What you are asked to do
Can you give the records below as a two-column CSV headed "prompt" and "points", with one row per record, its text and its answer each in a single quoted field and line breaks replaced by spaces? Leave the pictures out.

[Dataset rows on where objects appear]
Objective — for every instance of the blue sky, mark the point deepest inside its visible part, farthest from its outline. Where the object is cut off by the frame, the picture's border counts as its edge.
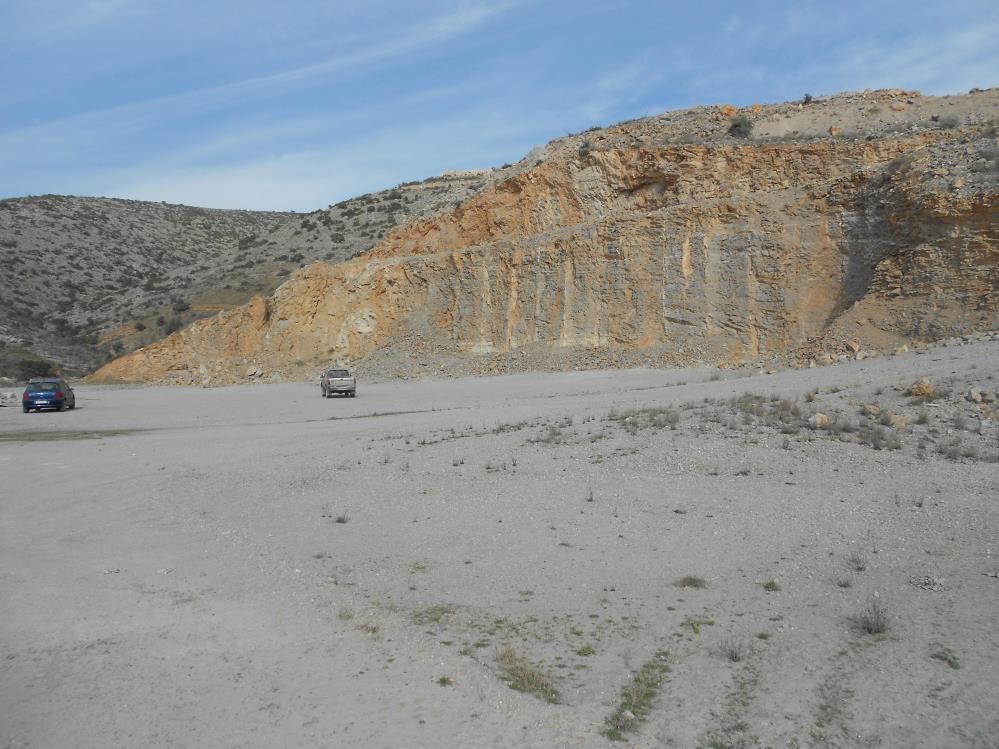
(293, 106)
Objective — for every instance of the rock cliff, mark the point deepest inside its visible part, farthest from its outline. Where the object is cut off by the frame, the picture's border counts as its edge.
(663, 240)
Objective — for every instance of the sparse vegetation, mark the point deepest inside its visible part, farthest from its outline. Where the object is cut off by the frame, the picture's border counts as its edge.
(732, 650)
(637, 697)
(524, 676)
(691, 581)
(874, 618)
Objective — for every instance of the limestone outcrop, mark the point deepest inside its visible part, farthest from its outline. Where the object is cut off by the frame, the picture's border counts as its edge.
(722, 251)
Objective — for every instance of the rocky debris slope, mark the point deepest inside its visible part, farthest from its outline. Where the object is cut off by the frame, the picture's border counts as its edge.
(94, 276)
(677, 239)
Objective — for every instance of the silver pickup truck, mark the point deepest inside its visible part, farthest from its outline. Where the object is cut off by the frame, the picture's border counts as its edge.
(336, 381)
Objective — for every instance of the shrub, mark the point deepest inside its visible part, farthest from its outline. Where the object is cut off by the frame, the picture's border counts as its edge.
(873, 620)
(691, 581)
(740, 126)
(524, 676)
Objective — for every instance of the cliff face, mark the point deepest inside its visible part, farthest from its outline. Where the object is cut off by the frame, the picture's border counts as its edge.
(719, 251)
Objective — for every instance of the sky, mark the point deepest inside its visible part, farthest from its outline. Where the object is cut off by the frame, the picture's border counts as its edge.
(296, 105)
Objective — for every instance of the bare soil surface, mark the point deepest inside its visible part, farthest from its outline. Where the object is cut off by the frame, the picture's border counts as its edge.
(668, 557)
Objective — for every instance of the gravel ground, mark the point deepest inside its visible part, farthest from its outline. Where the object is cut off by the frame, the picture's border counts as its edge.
(646, 554)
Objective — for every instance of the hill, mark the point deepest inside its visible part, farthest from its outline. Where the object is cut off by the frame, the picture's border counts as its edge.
(812, 229)
(92, 277)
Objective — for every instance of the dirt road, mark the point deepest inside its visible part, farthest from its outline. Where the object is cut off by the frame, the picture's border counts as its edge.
(257, 566)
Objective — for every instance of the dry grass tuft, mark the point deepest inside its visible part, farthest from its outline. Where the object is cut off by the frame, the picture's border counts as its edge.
(524, 676)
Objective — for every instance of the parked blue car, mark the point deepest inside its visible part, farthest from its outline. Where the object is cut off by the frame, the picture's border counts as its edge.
(48, 392)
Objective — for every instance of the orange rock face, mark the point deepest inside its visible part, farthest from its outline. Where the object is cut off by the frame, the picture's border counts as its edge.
(716, 252)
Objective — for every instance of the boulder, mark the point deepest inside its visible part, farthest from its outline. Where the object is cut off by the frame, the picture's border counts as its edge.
(921, 388)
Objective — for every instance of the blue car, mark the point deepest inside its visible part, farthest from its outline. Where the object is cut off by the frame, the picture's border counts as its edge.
(48, 392)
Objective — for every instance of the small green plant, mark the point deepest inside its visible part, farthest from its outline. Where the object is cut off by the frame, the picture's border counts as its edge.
(691, 581)
(874, 619)
(858, 562)
(524, 676)
(945, 654)
(637, 697)
(732, 650)
(432, 615)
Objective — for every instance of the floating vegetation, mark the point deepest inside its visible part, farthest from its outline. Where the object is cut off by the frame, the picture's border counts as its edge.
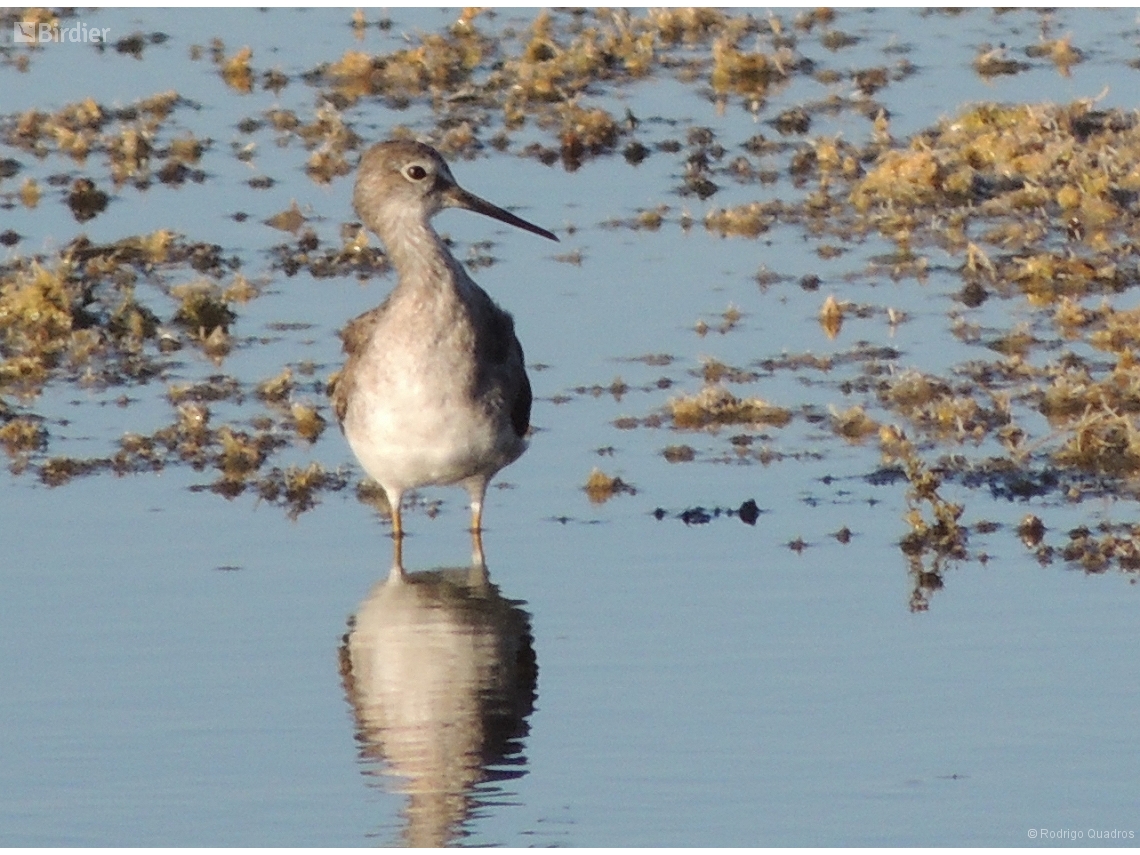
(1029, 203)
(715, 406)
(601, 488)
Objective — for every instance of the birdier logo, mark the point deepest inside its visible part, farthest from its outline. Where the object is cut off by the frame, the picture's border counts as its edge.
(29, 32)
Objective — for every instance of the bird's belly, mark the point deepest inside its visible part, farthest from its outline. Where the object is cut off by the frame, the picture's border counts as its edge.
(407, 437)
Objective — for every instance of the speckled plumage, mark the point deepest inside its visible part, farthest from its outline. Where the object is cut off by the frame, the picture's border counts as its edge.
(434, 390)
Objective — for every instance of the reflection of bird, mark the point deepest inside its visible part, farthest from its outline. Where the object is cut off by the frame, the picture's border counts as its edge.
(440, 672)
(434, 390)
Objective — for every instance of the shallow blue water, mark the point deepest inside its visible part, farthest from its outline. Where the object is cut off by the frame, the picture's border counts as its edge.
(172, 672)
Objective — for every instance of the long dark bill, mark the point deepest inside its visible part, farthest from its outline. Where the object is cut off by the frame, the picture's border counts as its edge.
(458, 197)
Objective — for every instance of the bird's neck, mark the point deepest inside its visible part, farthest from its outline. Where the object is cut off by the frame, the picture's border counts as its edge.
(418, 253)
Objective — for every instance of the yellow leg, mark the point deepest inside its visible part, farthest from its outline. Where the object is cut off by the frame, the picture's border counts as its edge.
(397, 536)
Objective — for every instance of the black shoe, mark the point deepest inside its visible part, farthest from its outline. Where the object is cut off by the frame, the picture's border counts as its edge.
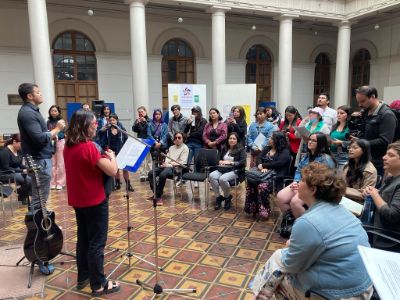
(228, 202)
(218, 202)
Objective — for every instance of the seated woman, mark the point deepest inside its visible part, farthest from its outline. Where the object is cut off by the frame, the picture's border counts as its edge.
(179, 152)
(318, 151)
(275, 157)
(359, 172)
(233, 158)
(387, 198)
(216, 131)
(322, 253)
(13, 167)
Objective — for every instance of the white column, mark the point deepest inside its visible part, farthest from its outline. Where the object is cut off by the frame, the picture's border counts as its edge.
(285, 62)
(41, 54)
(139, 53)
(342, 64)
(218, 49)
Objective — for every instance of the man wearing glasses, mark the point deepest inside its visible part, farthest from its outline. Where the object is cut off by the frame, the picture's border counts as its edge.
(178, 152)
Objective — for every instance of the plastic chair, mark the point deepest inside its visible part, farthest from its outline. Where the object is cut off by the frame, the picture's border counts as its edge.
(206, 160)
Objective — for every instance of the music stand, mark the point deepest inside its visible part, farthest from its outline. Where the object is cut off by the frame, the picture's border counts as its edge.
(157, 288)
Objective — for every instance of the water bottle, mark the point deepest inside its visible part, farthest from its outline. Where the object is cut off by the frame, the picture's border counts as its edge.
(367, 216)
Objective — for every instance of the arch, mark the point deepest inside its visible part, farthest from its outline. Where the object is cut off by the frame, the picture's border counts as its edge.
(366, 44)
(179, 33)
(72, 24)
(261, 40)
(324, 48)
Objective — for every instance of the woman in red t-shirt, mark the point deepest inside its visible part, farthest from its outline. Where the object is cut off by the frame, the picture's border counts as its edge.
(85, 167)
(292, 120)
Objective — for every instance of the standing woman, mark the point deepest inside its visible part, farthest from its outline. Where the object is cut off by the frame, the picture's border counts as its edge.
(292, 120)
(260, 126)
(216, 131)
(58, 168)
(340, 137)
(231, 166)
(236, 122)
(85, 169)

Result of this task
prompt,points
"Objective — for every instance of the blue sky, mark the point deepest inside its visible part, farthest from its outline. Where the object is cut off by the frame, the picture's border counts as its edge.","(293, 106)"
"Objective — for every instance of the rock cliff, mark the point deepest inside its visible part, farthest from its outline. Where the object is cut off by the frame, the picture's border counts as its edge.","(663, 240)"
"Objective — for every instance of the sparse vegetation, mark the point deepest inside its visible part, farthest from its outline. Where the object is cut off by the frame, the picture's border counts as its edge.","(732, 650) (637, 697) (524, 676) (691, 581) (874, 618)"
"Objective — for every instance of the limestone outcrop, mark the point deepest inside its visible part, farthest from its outline. Where the object is cut off by the frame, the picture's border counts as its edge.","(722, 251)"
"Objective — for every instance of the rocky debris slope, mark the point deepest inside its visible part, farthest from its outline. Where the object is cut off by the frame, the picture's border counts as its edge.","(94, 276) (677, 239)"
"Objective — for every instance of the silver pickup truck, mark the point deepest inside its visible part, farthest from its outline. Where the object is cut off by the frame, the picture's border counts as its edge.","(336, 381)"
"Objective — for every instance of the shrub, mark the point deepest inside its visible part, farthest from its outline. Where the object is cut off by the frame, the picture's border counts as its edge.","(873, 620) (691, 581) (740, 126) (524, 676)"
"Objective — for every instance of the cliff face, mark the point deepest inside its visible part, farthest from its outline. Where the object is cut off by the frame, the picture's border counts as its edge.","(719, 251)"
"Objective — for every instance of the sky, mark the point deepest inside its visible part, farthest from its outline. Where the object is cut off by the frame, the picture's border counts as its edge.","(296, 105)"
"Objective — for every instance of the bare soil surface, mark the point deepest inside its visible part, farthest from its outline. Where the object is cut off by the frame, the picture's border counts as its edge.","(668, 557)"
"Objective — for every instance of the gravel ground, mark the point deepest inside its visible part, farthest from its outline. Where the object is cut off by the frame, the picture's border counts as its edge.","(646, 554)"
"Objective — for every instance of the hill, mark the point deepest inside its visible part, farthest from its outline. Where the object is cut off by the frame, the picture's border counts as its edge.","(812, 229) (92, 277)"
"Objective — for every instance of the dirt road, mark the point deepest inside its visible part, farthest from its outline. Where the object is cut off by the frame, the picture's border counts as its edge.","(257, 566)"
"Objective — for every instance of the dry grass tuft, mark the point deepest inside its visible part, farthest from its outline. Where the object is cut off by the frame, the picture's border counts as its edge.","(524, 676)"
"Objective — for every instance of the parked blue car, mark the point deepest inside its visible part, farthest from its outline. Where the object is cut off by the frame, the picture's border counts as its edge.","(48, 392)"
"Objective — for every instance of the orange rock face, mark the point deepest inside its visible part, farthest from its outline. Where the object is cut off by the frame, the picture's border counts as its edge.","(716, 252)"
"Objective — for every instance of the boulder, mark the point deepest inside its visible part, farthest from its outline. Where the object is cut off by the frame, the picture's border counts as its edge.","(921, 388)"
"Objective — for every instance of the blue car, mark the point deepest inside its visible part, farthest from its outline. Where the object is cut off by the frame, the picture's border counts as its edge.","(48, 392)"
"Objective — for every instance of the small green plant, mark the point deepest inside its visible part, farthest from its outline. Where the object is cut off by the frame, the picture's border counts as its edge.","(691, 581) (874, 619) (858, 562) (524, 676) (945, 654) (637, 697) (732, 650) (432, 615)"
"Objective — for every instance of the floating vegetation, mark the point deepest inside its visible part, farthest from its outline. Where the object is cut off by the frame, the picture's border counts as its edge.","(1029, 203) (715, 406) (601, 488)"
"Objective — for every instance of the birdier logo, mark the point deepest inside its visible part, farthest from its outline. Where the object is cut off by the frame, the picture's border counts as its edge.","(29, 32)"
"Objective — for every instance of the bird's belly, mark the point deepest inside its visible part, farthest from its outline. Where the object is cut off by the frame, the picture's border counts as its edge.","(407, 437)"
"Objective — for every instance of the speckled plumage, mark the point deepest inside its visible part, farthest from its outline. Where the object is cut off by the frame, the picture's border counts as its edge.","(434, 390)"
"Objective — for every instance of the reflection of bird, mark the point deepest inside its visible part, farthest from its outline. Where the object is cut off by the frame, the picture's border counts as its edge.","(440, 672) (434, 390)"
"Objective — for every instance of the shallow blue water, mark the point deepest inside its visible part, farthest from its outline. Where the object is cut off by the frame, the picture's border counts as its edge.","(172, 672)"
"Objective — for every instance of the long dark bill, mark the point deepest inside its visible part, farthest from its outline. Where the object is cut off by the frame, the picture's border counts as its edge.","(458, 197)"
"Objective — for every instance of the bird's neck, mark the point deepest inside its visible part, farthest from its outline. Where the object is cut off by the frame, the picture's border counts as its edge.","(418, 253)"
"Objective — for every instance of the yellow leg, mark the point deepest inside its visible part, farthest from its outline. Where the object is cut off by the frame, the picture's border counts as its edge.","(397, 536)"
"Objective — for every instance of the black shoe, mark the point deepest inside its visible part, farthest from its outline. Where the object is cut off by the frame, the picture's border counts as its edge.","(228, 202) (218, 202)"
"Objective — for every instance of the seated woman, mark the point deepest inside its visible part, farthest from its outline. Where the object is cut off by the frame, the picture's border counts as its edge.","(179, 152) (318, 151) (275, 157) (359, 172) (233, 158) (387, 198) (216, 131) (322, 253) (13, 167)"
"Objective — for every instance of the white column, mark the point deepest inside its visible part, farthest from its outline. Where the object is cut off by the frame, the picture's border counts as its edge.","(285, 62) (41, 54) (139, 53) (342, 64) (218, 49)"
"Objective — for every instance of the man wearing glasses, mark the point deepest inside its visible part, farthest from its outline. Where the object is cut off by the frame, the picture's border counts as its edge.","(178, 152)"
"Objective — for every instance of the plastic chair, mark the point deepest inside its visible part, farthest from its outline. Where the object is cut off by the frame, the picture's border counts as its edge.","(206, 160)"
"Objective — for every instance of the music stand, mark the point deepest inside its visible part, farthest from its outline. Where the object is cut off by the frame, the picture's border counts as its edge.","(157, 288)"
"Objective — for every instance of the water bottle, mark the point deepest inside its visible part, farthest from its outline. Where the object is cut off by the frame, the picture's border counts as its edge.","(367, 216)"
"Objective — for every instance of the arch, mark the point deepest inside its visible part, farthest from its outline. Where the object is cut off by the frame, the picture's border counts as its edge.","(366, 44) (179, 33) (72, 24) (261, 40) (324, 48)"
"Objective — for every instance of the woman in red t-shirt, mark the point deepest inside its visible part, farthest from its outline. Where the object is cut off by the frame, the picture's border counts as its edge.","(85, 167) (292, 120)"
"Objective — for every instance of the standing woman, mark the point deepest inside its visible part, farthest from its outline. Where the object is cut off by the frame, the picture's border counts as its edge.","(292, 120) (260, 126) (216, 131) (58, 168) (340, 137) (231, 166) (236, 122) (85, 169)"